Task goal – Reproduce the listing from its start through the line holding "147], [9, 315]]", inclusive, with the requests unchanged and every coordinate in the answers offset by +81.

Material supplied –

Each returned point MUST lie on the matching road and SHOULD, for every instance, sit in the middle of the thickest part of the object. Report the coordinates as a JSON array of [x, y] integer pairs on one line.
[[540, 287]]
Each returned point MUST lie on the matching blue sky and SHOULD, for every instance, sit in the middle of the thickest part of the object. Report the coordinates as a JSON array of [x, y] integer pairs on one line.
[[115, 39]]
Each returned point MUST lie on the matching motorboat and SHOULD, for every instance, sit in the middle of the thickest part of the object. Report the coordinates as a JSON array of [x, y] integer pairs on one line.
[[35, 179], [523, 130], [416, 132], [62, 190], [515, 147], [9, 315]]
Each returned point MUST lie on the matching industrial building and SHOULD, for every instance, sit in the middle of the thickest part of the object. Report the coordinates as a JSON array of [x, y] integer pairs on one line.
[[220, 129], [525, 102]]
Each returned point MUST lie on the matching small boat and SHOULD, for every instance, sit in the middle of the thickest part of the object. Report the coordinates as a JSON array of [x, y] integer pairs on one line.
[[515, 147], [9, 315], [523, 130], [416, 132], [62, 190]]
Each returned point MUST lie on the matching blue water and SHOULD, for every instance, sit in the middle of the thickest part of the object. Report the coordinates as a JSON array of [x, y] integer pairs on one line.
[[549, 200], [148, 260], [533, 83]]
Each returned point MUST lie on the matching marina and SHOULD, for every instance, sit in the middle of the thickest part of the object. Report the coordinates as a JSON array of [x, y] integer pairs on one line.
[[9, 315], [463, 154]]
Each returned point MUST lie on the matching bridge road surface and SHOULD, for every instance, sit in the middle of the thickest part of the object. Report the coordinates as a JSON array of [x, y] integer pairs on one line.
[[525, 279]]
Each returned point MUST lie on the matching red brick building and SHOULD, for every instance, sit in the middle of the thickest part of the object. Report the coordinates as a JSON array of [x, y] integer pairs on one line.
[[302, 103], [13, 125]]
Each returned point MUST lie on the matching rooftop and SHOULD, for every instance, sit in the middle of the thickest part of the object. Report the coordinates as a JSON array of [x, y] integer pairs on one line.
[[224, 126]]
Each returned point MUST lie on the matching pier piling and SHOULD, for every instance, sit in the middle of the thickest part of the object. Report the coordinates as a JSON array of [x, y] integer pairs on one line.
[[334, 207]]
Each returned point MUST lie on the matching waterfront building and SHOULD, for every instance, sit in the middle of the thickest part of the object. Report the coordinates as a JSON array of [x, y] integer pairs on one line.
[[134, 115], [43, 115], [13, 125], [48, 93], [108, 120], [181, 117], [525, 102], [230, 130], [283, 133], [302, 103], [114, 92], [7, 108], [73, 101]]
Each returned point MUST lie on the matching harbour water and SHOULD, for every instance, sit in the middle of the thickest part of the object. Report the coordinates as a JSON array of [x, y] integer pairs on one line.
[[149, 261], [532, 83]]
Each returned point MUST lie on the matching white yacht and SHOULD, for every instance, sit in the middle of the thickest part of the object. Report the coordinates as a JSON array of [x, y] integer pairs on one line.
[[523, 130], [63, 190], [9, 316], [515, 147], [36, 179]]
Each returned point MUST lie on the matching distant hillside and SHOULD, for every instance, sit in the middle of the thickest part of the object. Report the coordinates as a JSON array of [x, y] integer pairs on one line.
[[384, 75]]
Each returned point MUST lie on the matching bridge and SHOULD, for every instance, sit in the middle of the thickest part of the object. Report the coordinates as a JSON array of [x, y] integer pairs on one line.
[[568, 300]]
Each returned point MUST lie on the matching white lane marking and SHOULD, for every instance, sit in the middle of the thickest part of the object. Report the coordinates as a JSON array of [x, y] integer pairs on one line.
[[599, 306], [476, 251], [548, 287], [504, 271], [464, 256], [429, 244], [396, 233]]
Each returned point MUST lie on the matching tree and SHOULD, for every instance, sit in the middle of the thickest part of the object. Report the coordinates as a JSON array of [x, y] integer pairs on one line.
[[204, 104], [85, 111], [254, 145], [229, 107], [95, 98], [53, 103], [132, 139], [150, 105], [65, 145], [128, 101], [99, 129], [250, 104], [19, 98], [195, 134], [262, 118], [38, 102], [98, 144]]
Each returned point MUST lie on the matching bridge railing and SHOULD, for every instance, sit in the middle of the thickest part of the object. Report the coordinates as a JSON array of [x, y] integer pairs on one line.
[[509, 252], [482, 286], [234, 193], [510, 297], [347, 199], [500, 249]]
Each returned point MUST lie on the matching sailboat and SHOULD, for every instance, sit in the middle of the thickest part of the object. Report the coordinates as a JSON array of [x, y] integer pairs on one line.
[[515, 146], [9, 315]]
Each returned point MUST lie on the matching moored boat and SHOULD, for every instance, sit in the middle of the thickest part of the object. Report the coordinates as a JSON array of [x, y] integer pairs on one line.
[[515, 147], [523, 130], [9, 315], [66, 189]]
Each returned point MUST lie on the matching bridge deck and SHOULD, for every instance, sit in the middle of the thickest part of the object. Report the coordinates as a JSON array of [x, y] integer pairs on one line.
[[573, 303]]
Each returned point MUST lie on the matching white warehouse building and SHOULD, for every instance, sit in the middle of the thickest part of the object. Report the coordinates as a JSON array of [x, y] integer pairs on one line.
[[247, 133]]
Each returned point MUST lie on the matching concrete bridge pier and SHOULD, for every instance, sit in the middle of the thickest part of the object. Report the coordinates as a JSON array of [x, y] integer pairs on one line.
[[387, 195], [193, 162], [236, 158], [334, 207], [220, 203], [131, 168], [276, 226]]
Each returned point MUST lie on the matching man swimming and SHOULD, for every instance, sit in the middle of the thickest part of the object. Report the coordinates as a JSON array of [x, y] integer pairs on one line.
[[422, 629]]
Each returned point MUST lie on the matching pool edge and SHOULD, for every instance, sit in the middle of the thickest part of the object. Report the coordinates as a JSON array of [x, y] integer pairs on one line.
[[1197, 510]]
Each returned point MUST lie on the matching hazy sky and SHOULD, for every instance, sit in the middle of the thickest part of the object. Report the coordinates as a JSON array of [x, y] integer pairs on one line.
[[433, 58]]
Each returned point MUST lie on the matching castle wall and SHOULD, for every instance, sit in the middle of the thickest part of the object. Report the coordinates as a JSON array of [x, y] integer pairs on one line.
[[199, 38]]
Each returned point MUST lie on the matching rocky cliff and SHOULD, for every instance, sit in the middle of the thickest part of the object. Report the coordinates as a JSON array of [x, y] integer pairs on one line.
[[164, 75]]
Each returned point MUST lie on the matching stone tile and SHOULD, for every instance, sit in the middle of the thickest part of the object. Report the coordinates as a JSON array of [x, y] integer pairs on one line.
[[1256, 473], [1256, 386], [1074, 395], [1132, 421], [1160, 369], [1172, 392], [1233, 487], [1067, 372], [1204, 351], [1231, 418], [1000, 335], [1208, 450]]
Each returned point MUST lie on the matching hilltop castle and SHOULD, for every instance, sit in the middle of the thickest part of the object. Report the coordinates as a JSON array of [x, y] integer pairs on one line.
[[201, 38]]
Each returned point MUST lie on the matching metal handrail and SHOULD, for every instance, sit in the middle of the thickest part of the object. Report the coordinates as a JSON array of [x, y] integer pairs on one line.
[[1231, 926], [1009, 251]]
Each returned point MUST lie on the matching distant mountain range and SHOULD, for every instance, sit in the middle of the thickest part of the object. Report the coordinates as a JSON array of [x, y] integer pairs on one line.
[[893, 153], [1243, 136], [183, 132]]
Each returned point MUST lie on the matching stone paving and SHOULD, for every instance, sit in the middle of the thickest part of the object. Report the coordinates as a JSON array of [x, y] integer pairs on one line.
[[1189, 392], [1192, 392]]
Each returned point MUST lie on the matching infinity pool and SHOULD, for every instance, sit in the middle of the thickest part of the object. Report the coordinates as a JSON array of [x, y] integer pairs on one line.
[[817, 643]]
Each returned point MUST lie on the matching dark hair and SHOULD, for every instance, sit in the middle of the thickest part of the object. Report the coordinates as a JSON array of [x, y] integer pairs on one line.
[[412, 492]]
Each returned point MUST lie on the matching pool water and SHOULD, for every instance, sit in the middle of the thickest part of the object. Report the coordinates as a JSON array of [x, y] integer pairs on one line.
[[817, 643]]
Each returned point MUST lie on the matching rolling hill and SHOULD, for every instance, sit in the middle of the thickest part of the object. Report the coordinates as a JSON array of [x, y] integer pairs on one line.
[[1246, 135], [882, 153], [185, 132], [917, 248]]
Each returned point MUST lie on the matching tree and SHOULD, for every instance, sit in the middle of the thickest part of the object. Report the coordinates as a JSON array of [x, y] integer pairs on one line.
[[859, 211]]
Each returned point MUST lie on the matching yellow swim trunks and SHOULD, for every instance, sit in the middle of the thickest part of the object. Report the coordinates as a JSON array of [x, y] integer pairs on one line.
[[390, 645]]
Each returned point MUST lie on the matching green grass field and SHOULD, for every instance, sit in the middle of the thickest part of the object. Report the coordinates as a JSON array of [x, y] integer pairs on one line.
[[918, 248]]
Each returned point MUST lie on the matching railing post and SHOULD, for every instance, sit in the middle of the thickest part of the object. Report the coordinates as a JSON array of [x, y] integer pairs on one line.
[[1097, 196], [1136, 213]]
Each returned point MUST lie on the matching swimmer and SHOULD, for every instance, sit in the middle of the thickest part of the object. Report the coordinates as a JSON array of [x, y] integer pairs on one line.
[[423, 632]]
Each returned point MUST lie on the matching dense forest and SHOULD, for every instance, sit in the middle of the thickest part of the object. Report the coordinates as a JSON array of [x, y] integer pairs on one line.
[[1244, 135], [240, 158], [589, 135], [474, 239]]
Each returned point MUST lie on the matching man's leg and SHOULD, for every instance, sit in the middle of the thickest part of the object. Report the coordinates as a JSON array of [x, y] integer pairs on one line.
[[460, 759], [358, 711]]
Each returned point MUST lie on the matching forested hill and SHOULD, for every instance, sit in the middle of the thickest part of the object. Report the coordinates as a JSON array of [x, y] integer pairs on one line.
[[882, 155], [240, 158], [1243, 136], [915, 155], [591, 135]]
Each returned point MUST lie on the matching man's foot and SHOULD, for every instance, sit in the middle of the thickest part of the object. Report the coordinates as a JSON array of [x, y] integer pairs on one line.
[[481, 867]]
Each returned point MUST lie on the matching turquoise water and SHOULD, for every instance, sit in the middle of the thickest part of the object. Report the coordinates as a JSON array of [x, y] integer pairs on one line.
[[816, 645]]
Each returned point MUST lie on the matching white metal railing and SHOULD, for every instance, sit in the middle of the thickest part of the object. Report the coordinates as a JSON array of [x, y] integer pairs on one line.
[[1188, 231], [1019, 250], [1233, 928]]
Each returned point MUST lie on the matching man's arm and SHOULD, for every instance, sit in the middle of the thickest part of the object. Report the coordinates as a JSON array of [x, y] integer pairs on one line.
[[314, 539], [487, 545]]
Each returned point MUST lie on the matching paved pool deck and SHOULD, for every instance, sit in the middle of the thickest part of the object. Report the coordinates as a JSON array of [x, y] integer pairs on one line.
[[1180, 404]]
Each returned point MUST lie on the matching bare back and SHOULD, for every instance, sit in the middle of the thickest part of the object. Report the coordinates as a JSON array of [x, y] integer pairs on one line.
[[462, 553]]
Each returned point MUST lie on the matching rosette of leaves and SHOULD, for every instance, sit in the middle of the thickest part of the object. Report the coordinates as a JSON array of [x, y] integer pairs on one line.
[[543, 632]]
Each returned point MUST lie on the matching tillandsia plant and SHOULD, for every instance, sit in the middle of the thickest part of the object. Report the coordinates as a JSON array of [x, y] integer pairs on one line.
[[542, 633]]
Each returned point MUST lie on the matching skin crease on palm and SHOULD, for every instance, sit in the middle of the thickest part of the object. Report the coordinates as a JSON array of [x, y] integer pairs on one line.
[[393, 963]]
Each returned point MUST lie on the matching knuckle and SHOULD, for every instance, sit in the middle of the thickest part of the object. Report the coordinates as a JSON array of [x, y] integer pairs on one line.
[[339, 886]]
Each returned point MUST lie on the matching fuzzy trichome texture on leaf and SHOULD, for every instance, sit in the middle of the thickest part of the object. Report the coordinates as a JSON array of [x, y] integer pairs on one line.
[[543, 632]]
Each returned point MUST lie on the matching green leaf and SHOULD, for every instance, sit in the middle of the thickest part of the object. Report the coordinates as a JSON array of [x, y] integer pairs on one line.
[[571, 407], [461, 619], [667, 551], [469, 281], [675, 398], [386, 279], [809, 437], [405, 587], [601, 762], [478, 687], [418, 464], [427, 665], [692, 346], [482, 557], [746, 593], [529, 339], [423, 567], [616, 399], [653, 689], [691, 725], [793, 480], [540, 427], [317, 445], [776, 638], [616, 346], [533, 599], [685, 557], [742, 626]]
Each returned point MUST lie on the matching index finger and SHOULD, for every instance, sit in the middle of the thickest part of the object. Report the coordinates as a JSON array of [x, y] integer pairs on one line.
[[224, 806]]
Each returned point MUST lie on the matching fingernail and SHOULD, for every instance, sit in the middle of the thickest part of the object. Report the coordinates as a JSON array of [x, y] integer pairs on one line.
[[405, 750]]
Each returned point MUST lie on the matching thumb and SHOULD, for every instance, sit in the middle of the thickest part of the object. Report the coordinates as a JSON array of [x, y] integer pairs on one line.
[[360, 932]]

Written reply –
Each returned point MUST lie on the matching road and SHOULD, for every instance, sit in the middle of the thickest part of the object. Report the coordinates as a JSON array of [x, y] integer pairs on one line.
[[621, 368]]
Each returned point MUST lie on the matching blue sky and SHOULD, for every instance, sit in the middle of the thickest part of the object. Report the coordinates as a JSON array of [x, y] integer pairs on one line.
[[196, 120]]
Each returned point MUST lie on the matching motorboat and SHOULD, for every instance, sit in the middle of the thickest part of the object. Report the coordinates as a JSON array of [x, y] integer pairs on one line.
[[116, 260], [604, 211], [497, 213], [143, 271], [596, 228], [90, 396]]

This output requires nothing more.